PROVIDED PASSAGE

Question on win32 semaphore simulation

Started by Qingqing Zhoualmost 20 years ago15 messages
#1Qingqing Zhou
zhouqq@cs.toronto.edu

As I reviewed the win32/sema.c, there is some code that I am not clear, can
anybody explain please?

In semctl(SETVAL):

if (semun.val < sem_counts[semNum])
sops.sem_op = -1;
else
sops.sem_op = 1;

/* Quickly lock/unlock the semaphore (if we can) */
if (semop(semId, &sops, 1) < 0)
return -1;

When semun.val < sem_counts[semNum], it means we want to set the semaphore
to semun.val, but because somebody ReleaseSemaphore() for serveral times, so
we should wait for this semaphore several times (i.e., sem_counts[semNum] -
semun.val) to recover it. When semun.val > sem_counts[semNum], we should
ReleaseSemaphore() serveral times to recovery it.

That is, should the sem_op assignment logic be:

sops.sem_op = semun.val - sem_counts[semNum];

Of course, this would require we add a loop logic in semop().

Regards,
Qingqing

#2Qingqing Zhou
zhouqq@cs.toronto.edu
In reply to: Qingqing Zhou (#1)
Re: Question on win32 semaphore simulation

"Qingqing Zhou" <zhouqq@cs.toronto.edu> wrote

As I reviewed the win32/sema.c, there is some code that I am not clear,

can

anybody explain please?

There is another problem related to concurrent operations on win32 sema. Say
two processes are doing semop(+1) concurrently. Look at this code:

/* Don't want the lock anymore */
sem_counts[sops[0].sem_num]++;
ReleaseSemaphore(cur_handle, sops[0].sem_op, NULL);

Except for the problem mentioned in the above thread that the first line
should be: sem_counts[sops[0].sem_num] += sops[0].sem_op, the sem_counts[]
are unprotected by anything, so we might lose an update. Maybe I totally
misunderstand something?

Regards,
Qingqing

#3Magnus Hagander
mha@sollentuna.net
In reply to: Qingqing Zhou (#2)
Re: Question on win32 semaphore simulation

As I reviewed the win32/sema.c, there is some code that I am not
clear,

can

anybody explain please?

There is another problem related to concurrent operations on
win32 sema. Say two processes are doing semop(+1)

DATA SUPPLIED

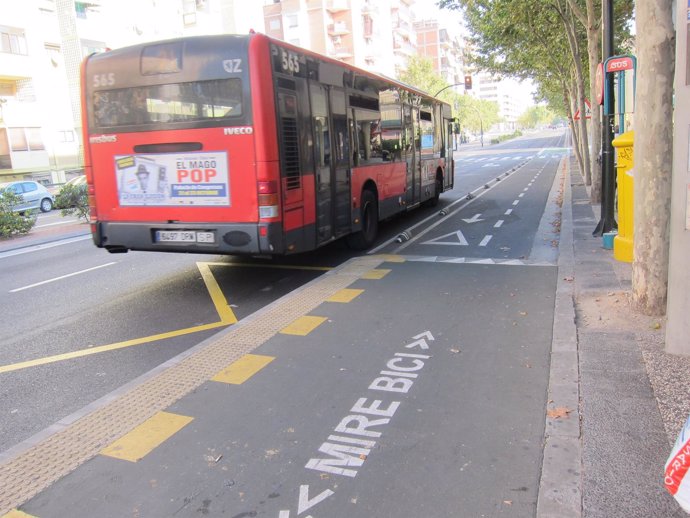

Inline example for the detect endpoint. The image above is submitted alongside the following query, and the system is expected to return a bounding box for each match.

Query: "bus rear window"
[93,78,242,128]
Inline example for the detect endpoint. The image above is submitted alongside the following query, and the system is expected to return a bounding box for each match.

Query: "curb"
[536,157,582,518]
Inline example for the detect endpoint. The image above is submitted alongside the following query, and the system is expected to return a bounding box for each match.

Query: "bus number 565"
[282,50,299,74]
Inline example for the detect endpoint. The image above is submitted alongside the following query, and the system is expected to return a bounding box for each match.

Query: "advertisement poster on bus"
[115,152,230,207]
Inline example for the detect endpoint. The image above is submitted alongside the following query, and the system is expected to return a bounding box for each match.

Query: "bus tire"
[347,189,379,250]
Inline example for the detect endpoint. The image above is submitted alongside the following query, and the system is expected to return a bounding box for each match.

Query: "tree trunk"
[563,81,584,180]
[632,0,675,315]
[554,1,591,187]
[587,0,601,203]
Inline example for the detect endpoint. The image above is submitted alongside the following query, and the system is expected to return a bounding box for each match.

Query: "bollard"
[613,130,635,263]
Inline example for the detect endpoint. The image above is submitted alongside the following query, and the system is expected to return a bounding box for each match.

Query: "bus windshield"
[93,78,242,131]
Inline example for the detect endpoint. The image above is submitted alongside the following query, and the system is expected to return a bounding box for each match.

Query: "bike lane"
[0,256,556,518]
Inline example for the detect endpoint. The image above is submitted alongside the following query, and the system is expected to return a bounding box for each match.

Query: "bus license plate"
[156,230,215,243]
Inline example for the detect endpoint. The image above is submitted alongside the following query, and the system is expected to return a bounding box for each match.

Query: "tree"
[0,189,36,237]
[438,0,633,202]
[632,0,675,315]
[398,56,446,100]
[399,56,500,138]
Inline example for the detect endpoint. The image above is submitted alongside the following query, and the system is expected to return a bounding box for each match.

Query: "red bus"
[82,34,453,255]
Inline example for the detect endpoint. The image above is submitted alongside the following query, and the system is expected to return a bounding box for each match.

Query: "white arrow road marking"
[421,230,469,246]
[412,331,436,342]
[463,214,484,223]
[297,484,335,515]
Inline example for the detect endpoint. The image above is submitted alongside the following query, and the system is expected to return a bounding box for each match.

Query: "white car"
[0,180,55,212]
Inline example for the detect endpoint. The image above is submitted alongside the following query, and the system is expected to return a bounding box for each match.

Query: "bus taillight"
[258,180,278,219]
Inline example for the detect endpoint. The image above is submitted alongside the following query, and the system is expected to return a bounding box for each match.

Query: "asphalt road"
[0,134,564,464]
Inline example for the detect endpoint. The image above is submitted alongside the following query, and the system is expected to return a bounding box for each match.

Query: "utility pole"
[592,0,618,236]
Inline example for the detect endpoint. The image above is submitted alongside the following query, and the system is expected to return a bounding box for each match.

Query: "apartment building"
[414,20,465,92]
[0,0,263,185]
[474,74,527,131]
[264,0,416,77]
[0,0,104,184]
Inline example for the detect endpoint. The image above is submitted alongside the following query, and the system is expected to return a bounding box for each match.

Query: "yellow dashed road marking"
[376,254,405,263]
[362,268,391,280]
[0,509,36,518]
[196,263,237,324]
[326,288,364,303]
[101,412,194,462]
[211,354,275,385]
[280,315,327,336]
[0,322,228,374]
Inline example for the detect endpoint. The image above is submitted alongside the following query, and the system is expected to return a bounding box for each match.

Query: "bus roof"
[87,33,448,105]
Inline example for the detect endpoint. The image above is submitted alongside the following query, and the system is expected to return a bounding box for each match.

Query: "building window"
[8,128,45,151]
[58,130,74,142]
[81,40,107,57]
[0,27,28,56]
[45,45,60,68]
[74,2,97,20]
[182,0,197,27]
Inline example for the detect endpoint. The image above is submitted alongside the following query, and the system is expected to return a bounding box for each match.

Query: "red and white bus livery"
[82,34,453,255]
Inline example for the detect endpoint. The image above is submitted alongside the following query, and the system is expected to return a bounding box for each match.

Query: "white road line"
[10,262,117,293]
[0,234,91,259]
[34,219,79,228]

TO DO
- A) From the win32 semaphore thread, transcribe the part that opens with the words containing "if (semun.val <" and closes with "(semop(semId, &sops, 1) < 0)".
- B) Pick up the win32 semaphore thread where it stops and continue it.

RESULTS OF THE EXERCISE
- A)
if (semun.val < sem_counts[semNum])
sops.sem_op = -1;
else
sops.sem_op = 1;

/* Quickly lock/unlock the semaphore (if we can) */
if (semop(semId, &sops, 1) < 0)

- B)
concurrently. Look at this code:

/* Don't want the lock anymore */
sem_counts[sops[0].sem_num]++;
ReleaseSemaphore(cur_handle, sops[0].sem_op, NULL);

Except for the problem mentioned in the above thread that the
first line should be: sem_counts[sops[0].sem_num] +=
sops[0].sem_op, the sem_counts[] are unprotected by anything,
so we might lose an update. Maybe I totally misunderstand something?

I've never really looked intot eh semaphore stuff, but if sem_counts[]
is in shared memory it should definitly be protected.

Looking at the code, it looks fairly complex to me. I don't really know
how sysv semaphores are supposed to work, or how we use them, but
perhaps the whole piece of code can be simplified?

//Magnus

#4Tom Lane
tgl@sss.pgh.pa.us
In reply to: Magnus Hagander (#3)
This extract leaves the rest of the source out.